Instruction: Put the following lines into a numbered list, omitting any blank lines.

[Start of Provided material]

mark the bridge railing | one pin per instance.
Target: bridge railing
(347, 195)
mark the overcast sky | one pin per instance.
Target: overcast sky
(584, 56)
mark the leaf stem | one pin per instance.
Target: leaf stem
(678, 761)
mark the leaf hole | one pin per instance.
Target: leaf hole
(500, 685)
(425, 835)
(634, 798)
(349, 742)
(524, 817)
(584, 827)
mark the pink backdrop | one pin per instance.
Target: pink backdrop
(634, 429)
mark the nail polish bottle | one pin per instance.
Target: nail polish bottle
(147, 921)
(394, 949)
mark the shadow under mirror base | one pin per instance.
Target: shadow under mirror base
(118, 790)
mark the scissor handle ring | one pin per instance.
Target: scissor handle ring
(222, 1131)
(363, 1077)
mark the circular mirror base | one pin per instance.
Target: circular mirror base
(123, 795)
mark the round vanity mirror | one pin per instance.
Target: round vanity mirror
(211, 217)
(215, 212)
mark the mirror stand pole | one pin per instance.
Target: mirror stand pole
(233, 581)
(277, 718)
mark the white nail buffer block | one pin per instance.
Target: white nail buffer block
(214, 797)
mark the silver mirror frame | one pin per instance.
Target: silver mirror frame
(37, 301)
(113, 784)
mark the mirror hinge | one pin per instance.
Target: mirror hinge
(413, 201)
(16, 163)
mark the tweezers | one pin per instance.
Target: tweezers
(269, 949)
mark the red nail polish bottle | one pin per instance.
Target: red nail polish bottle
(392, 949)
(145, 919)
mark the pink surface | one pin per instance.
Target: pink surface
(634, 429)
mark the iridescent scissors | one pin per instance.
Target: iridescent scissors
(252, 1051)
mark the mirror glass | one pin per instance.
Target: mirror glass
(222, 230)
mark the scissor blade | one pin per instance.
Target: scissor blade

[End of Provided material]

Expected answer:
1. mark the bridge railing | one pin per instance.
2. Target: bridge railing
3. (347, 195)
4. mark the overcast sky | one pin per instance.
5. Target: overcast sky
6. (584, 56)
7. mark the leaf stem | one pin per instance.
8. Target: leaf stem
9. (678, 761)
10. mark the leaf hole | one pin per instance.
11. Target: leaf hole
12. (500, 685)
13. (425, 835)
14. (634, 798)
15. (349, 742)
16. (524, 817)
17. (584, 827)
18. mark the pink backdrop | one pin per instance.
19. Target: pink backdrop
20. (634, 429)
21. mark the nail polish bottle | one pin per instance.
22. Target: nail polish bottle
23. (147, 921)
24. (394, 949)
25. mark the shadow under mirror base | one pin per instance.
26. Target: shadow under mirror base
27. (118, 790)
28. mark the scissor handle ring | one pin per instance.
29. Target: scissor handle ring
30. (222, 1131)
31. (363, 1077)
32. mark the circular mirror base | one pin per instance.
33. Target: circular mirror base
34. (123, 795)
35. mark the round vanity mirror | one pin per instance.
36. Target: round vanity mirror
37. (211, 217)
38. (215, 212)
39. mark the mirror stand pole | one pin per instance.
40. Target: mirror stand pole
41. (233, 581)
42. (277, 718)
43. mark the white nail buffer block | one pin per instance.
44. Target: white nail buffer block
45. (214, 797)
46. mark the silver mirror frame | one pin per instance.
47. Target: silver mirror frame
48. (37, 301)
49. (113, 784)
50. mark the mirror hinge | one pin per instance.
51. Target: mirror hinge
52. (413, 201)
53. (16, 163)
54. mark the tweezers | one pin per instance.
55. Target: tweezers
56. (269, 949)
57. mark the red nail polish bottle | one pin per instance.
58. Target: red nail polish bottle
59. (392, 949)
60. (145, 919)
61. mark the pink surface | one pin per instance.
62. Target: pink surface
63. (634, 429)
64. mark the iridescent scissors | one pin per instance.
65. Target: iridescent scissors
66. (252, 1051)
67. mark the mirror glass | one pin per instance.
68. Target: mirror glass
69. (222, 230)
70. mark the scissor blade | one pin per instance.
71. Target: scissor blade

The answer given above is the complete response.